# Struggling with my Griffin RTA on my V2.1 Hexohm



## Jaypstagrammar (9/5/16)

Hi veterans! 

I hope this is the right thread, but I need some help with this hickup. I recently picked up myself a authentic Hexohm, and it works like a dream with my Twisted Messes RDA & Phenotype-L RDA that both have alien claptons I built in (0.26 ohm dual 4 wraps), but with me Griffin (0.28 ohm 5 wraps staged claptons) it really burns the wick and a terrible taste even when I set the potentiometer to 0 for the Griffin. 

Any advice? Or is the Hexohm exclusively made for dripping?

Thaaanks


----------



## VapeSnow (9/5/16)

Jaypstagrammar said:


> Hi veterans!
> 
> I hope this is the right thread, but I need some help with this hickup. I recently picked up myself a authentic Hexohm, and it works like a dream with my Twisted Messes RDA & Phenotype-L RDA that both have alien claptons I built in (0.26 ohm dual 4 wraps), but with me Griffin (0.28 ohm 5 wraps staged claptons) it really burns the wick and a terrible taste even when I set the potentiometer to 0 for the Griffin.
> 
> ...



I used moonshot and griffin on the Hex with no problems at all. Have you rebuild the griffin? Maybe you have a hot spot thats usually the case when getting burn wick and bad taste.

Reactions: Agree 1


----------



## Jaypstagrammar (9/5/16)

Shot! 
I'll check the coils out and get back to you on it. Only thing that confuses me is it works perfectly on my Minikin but I'll check for hot spots first!


----------



## Nightwalker (9/5/16)

Weird... Only thing I can think of is hot spots. Pulse and strum ur coils until they glow inside out. I own 3 Griffins and never had a problem

Reactions: Informative 1


----------



## Jaypstagrammar (9/5/16)

Nightwalker said:


> Weird... Only thing I can think of is hot spots. Pulse and strum ur coils until they glow inside out. I own 3 Griffins and never had a problem


Thanks @Nightwalker !


----------

··········

◆ SHORT EXERCISE
List the usernames of everyone who posts in the forum thread. The data has no connection to the forum thread.

◆ RAW RECORDS
··········

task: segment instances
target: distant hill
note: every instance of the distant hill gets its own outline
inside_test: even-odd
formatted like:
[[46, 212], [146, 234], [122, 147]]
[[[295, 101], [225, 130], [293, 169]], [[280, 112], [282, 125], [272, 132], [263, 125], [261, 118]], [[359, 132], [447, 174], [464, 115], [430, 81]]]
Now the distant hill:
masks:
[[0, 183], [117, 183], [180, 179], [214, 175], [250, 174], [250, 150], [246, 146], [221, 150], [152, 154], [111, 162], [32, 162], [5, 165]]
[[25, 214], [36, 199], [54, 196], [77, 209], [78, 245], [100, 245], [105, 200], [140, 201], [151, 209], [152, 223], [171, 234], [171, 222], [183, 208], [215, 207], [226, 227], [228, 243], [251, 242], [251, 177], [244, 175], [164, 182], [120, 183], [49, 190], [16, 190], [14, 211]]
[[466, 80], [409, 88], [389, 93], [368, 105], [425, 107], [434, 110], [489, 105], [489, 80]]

··········

◆ REPLY TO THE EXERCISE
Jaypstagrammar, VapeSnow, Nightwalker